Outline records
--------------------
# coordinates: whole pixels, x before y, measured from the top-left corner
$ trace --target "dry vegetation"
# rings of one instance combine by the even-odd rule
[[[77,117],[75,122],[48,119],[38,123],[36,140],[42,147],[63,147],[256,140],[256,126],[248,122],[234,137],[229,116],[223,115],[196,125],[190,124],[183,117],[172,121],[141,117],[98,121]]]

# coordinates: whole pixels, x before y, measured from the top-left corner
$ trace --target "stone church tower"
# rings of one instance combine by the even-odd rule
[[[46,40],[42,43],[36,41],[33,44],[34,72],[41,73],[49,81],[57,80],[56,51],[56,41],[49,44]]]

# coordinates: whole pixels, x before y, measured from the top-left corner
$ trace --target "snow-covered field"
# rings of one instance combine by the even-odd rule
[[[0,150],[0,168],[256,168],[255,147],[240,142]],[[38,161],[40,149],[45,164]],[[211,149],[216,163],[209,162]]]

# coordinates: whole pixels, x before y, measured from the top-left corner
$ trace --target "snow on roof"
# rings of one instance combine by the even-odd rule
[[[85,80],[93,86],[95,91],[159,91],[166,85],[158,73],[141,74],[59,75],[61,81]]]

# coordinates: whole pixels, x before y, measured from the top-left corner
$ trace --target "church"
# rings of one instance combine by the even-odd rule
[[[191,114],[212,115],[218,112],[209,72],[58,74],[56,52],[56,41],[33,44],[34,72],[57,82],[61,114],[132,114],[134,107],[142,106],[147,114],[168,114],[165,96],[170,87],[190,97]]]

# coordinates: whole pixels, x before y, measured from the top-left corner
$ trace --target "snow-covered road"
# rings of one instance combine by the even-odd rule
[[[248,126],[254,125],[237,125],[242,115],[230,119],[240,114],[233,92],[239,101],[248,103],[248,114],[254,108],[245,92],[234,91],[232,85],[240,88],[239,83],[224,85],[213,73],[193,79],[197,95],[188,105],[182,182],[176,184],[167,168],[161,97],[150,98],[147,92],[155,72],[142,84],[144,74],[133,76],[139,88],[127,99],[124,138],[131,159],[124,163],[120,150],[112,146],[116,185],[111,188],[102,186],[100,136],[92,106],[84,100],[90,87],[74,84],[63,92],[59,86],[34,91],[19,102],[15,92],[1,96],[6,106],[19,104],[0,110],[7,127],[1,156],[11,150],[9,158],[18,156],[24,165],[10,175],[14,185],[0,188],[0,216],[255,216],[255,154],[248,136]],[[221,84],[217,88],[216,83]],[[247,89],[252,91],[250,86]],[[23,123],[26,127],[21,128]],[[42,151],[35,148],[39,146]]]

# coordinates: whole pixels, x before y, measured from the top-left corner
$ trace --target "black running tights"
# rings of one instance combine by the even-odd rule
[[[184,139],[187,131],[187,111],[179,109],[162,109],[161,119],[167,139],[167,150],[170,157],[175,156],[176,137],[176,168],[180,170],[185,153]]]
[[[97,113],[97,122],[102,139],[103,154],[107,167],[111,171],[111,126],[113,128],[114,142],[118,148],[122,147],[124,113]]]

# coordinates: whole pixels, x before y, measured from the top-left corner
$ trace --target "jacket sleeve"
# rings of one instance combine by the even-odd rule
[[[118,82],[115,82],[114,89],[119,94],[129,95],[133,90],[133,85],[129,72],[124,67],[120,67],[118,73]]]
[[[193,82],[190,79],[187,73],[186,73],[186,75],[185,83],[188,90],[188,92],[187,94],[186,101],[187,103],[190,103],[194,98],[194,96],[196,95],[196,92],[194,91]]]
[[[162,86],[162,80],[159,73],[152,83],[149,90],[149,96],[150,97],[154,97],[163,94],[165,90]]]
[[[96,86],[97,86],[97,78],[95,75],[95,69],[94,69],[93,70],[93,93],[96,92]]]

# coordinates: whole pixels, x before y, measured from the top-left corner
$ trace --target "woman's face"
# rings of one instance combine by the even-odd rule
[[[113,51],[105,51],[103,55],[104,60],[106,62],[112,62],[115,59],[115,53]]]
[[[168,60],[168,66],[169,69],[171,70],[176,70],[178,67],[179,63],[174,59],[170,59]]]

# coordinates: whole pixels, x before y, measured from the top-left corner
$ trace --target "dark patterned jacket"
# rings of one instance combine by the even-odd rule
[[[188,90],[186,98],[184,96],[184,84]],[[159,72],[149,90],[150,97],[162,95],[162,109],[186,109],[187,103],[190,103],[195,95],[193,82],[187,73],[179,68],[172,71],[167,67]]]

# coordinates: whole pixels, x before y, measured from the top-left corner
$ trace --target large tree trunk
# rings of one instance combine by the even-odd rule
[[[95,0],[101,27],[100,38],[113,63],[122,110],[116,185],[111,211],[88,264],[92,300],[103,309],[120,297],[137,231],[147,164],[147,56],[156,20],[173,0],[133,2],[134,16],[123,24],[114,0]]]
--------------------
> **TASK DETAILS**
Your task is to extract all of the records exactly.

> **SOLUTION FOR THIS EXERCISE**
# coordinates: whole pixels, x before y, measured from the top-left corner
$ trace --target "dry vegetation"
# rings of one instance combine by the even-odd rule
[[[77,117],[75,122],[48,119],[38,123],[36,140],[42,147],[63,147],[256,140],[256,126],[248,122],[234,137],[229,116],[223,115],[196,125],[190,124],[183,117],[172,121],[141,117],[98,121]]]

# coordinates: whole pixels, x before y, measured from the top-left corner
$ trace --target "stone church tower"
# rings of one instance combine by the even-odd rule
[[[46,40],[42,43],[36,41],[33,44],[34,72],[41,73],[49,81],[57,80],[56,51],[56,41],[49,44]]]

# coordinates: whole pixels, x before y, measured from the top-left corner
$ trace --target "snow-covered field"
# rings of one instance combine by the even-odd rule
[[[0,150],[0,168],[256,168],[255,147],[240,142]],[[38,161],[40,149],[45,164]],[[211,149],[216,163],[209,162]]]

# coordinates: whole pixels, x before y, measured from the top-left corner
$ trace --target "snow on roof"
# rings of one instance combine by the even-odd rule
[[[85,80],[93,86],[95,91],[159,91],[166,85],[158,73],[141,74],[59,75],[61,81]]]

# coordinates: whole pixels, x before y, measured from the top-left corner
$ trace --target "church"
# rings of one instance combine by the even-odd rule
[[[191,114],[212,115],[218,112],[209,72],[58,74],[56,52],[56,41],[33,44],[34,72],[57,82],[61,114],[132,114],[134,107],[142,106],[147,114],[168,114],[165,96],[170,87],[190,97]]]

# coordinates: whole pixels, x before y, measured from the top-left corner
$ trace --target "snow-covered road"
# rings of one instance combine by the even-odd rule
[[[248,126],[254,125],[237,125],[242,115],[230,119],[240,114],[233,92],[239,101],[248,103],[248,114],[254,108],[245,92],[234,91],[232,85],[240,88],[239,83],[224,85],[213,73],[193,79],[197,95],[188,105],[182,182],[176,184],[167,168],[161,97],[150,98],[147,92],[155,72],[142,84],[144,74],[133,76],[139,88],[127,99],[124,138],[131,159],[124,163],[120,150],[112,146],[116,185],[111,188],[102,186],[100,136],[92,106],[84,100],[90,87],[74,84],[63,92],[59,86],[34,91],[19,102],[15,92],[1,96],[6,106],[19,104],[0,110],[7,127],[1,156],[11,150],[9,158],[18,156],[24,165],[10,175],[14,185],[0,188],[0,216],[255,216],[255,154],[248,136]],[[221,84],[217,88],[216,83]],[[247,89],[252,91],[250,86]],[[23,123],[26,127],[21,128]],[[42,151],[35,148],[39,146]]]

# coordinates: whole pixels, x before y, measured from the top-left corner
$ trace --target "black running tights"
# rings of one instance combine by the even-odd rule
[[[184,139],[187,131],[187,111],[179,109],[162,109],[161,119],[167,139],[167,150],[170,157],[175,156],[176,137],[176,168],[180,170],[185,153]]]
[[[97,113],[97,122],[102,139],[103,154],[107,167],[111,171],[111,126],[113,128],[114,142],[118,148],[122,147],[124,113]]]

# coordinates: whole pixels, x before y, measured from the top-left corner
$ trace --target "jacket sleeve"
# rings of one instance combine by the even-odd rule
[[[118,82],[115,82],[114,89],[119,94],[129,95],[133,90],[133,85],[129,72],[124,67],[120,67],[118,73]]]
[[[193,82],[190,79],[187,73],[186,73],[186,75],[185,83],[188,90],[188,92],[187,94],[186,101],[187,103],[190,103],[194,98],[194,96],[196,95],[196,92],[194,91]]]
[[[162,86],[162,80],[159,73],[152,83],[149,90],[149,96],[150,97],[154,97],[163,94],[165,90]]]
[[[96,86],[97,86],[97,78],[95,75],[95,69],[94,69],[93,70],[93,93],[96,92]]]

# coordinates: whole pixels, x before y, measured from the top-left corner
$ trace --target "woman's face"
# rings of one instance combine by the even-odd rule
[[[113,51],[105,51],[103,55],[104,60],[106,62],[112,62],[115,59],[115,53]]]
[[[168,60],[168,66],[169,69],[171,70],[176,70],[178,67],[179,63],[174,59],[170,59]]]

# coordinates: whole pixels, x before y, measured from the top-left corner
$ trace --target "dark patterned jacket"
# rings of one instance combine by the even-odd rule
[[[188,90],[186,98],[184,96],[184,84]],[[159,72],[149,90],[150,97],[162,95],[162,109],[186,109],[187,103],[190,103],[195,95],[193,82],[187,73],[179,68],[172,71],[167,67]]]

# coordinates: whole pixels, x before y, measured from the top-left corner
$ trace --target large tree trunk
# rings of one instance combine by the even-odd rule
[[[95,0],[101,27],[100,38],[113,63],[122,110],[116,185],[111,211],[88,264],[92,300],[103,309],[120,297],[137,231],[147,164],[147,56],[156,20],[173,0],[133,2],[134,16],[123,24],[114,0]]]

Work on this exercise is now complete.